(GIVEN INSTRUCTION)
Count the lines in the listing below that contain the string "shadow", matching case exactly. Reply with the number alone.

[Excerpts from a dataset on pointing at objects]
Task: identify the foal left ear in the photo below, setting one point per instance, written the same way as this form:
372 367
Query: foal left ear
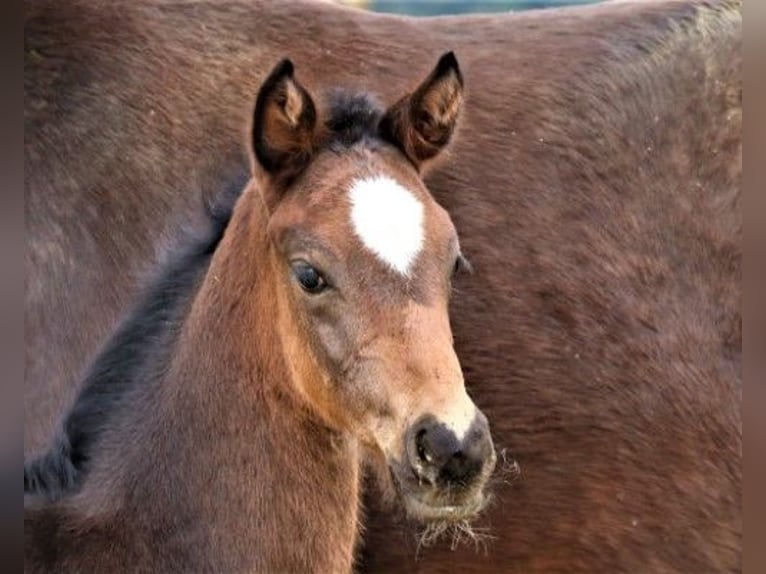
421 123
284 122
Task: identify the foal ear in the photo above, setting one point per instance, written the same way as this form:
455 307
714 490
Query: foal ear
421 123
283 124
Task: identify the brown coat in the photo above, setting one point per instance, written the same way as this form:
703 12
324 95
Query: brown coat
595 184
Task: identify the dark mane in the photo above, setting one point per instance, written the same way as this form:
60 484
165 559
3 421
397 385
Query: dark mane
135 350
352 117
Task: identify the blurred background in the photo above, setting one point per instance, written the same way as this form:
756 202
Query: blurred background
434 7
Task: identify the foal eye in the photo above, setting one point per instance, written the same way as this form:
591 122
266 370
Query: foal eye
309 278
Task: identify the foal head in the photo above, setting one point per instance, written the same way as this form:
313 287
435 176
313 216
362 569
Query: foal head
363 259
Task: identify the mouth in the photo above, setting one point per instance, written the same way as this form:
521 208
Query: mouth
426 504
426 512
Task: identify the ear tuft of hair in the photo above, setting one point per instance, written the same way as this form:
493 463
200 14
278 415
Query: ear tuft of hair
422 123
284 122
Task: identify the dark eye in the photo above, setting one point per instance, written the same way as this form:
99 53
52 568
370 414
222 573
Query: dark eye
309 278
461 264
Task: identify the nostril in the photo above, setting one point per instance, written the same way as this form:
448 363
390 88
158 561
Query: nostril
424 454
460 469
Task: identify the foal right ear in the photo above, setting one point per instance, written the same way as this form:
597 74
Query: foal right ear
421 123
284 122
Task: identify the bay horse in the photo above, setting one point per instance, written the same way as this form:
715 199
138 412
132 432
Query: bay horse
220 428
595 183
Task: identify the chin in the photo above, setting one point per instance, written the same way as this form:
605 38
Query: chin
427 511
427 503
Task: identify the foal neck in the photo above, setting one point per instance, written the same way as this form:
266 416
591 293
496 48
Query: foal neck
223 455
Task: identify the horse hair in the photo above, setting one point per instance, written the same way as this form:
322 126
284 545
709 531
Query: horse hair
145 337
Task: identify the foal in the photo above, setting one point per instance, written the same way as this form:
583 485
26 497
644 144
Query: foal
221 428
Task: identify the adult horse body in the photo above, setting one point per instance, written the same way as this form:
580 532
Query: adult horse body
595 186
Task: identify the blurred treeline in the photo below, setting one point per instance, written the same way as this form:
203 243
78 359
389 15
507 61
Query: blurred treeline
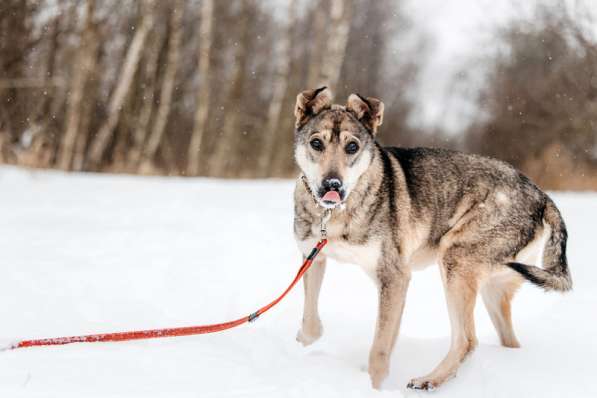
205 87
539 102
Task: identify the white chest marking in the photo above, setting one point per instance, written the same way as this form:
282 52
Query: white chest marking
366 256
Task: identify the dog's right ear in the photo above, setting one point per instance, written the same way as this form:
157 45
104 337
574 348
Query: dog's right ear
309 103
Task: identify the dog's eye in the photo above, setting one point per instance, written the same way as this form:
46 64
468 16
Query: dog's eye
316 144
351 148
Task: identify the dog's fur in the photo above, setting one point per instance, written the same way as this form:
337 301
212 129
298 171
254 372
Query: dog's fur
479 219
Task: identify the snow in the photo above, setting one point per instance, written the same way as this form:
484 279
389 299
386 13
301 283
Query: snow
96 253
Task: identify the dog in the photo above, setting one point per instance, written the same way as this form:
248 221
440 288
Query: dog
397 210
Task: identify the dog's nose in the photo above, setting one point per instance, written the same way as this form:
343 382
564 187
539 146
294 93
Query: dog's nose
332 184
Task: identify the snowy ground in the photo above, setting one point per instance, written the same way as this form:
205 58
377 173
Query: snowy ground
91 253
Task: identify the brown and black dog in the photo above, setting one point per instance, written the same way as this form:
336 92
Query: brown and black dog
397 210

---

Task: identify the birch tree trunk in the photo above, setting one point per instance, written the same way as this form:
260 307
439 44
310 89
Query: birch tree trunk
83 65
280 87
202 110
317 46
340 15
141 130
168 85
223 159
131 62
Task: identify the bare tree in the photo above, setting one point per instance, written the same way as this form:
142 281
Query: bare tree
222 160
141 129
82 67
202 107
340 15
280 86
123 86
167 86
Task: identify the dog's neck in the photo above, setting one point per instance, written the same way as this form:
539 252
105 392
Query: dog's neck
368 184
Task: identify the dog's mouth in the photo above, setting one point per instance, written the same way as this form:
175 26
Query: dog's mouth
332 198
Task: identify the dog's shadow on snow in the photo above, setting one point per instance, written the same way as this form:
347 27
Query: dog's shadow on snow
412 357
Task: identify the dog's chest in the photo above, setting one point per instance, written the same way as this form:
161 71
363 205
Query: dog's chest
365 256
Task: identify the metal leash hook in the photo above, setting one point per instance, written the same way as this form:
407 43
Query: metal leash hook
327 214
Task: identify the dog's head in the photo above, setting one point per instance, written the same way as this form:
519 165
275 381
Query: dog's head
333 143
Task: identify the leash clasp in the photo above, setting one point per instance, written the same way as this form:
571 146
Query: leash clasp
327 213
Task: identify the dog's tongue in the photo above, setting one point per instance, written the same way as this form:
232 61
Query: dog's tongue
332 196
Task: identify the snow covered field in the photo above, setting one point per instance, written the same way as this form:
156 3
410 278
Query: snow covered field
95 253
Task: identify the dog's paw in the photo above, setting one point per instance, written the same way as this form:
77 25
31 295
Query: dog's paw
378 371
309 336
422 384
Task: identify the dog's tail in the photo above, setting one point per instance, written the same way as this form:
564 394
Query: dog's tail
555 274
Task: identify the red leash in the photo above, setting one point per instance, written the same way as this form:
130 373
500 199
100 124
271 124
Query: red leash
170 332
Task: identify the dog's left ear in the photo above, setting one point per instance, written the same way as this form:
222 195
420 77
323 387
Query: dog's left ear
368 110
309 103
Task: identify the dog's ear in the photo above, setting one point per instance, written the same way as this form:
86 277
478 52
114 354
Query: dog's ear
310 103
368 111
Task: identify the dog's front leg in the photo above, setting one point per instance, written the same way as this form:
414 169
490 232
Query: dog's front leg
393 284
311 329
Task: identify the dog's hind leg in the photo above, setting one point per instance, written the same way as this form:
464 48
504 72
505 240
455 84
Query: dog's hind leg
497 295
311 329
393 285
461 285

(EXPECTED ANSWER)
2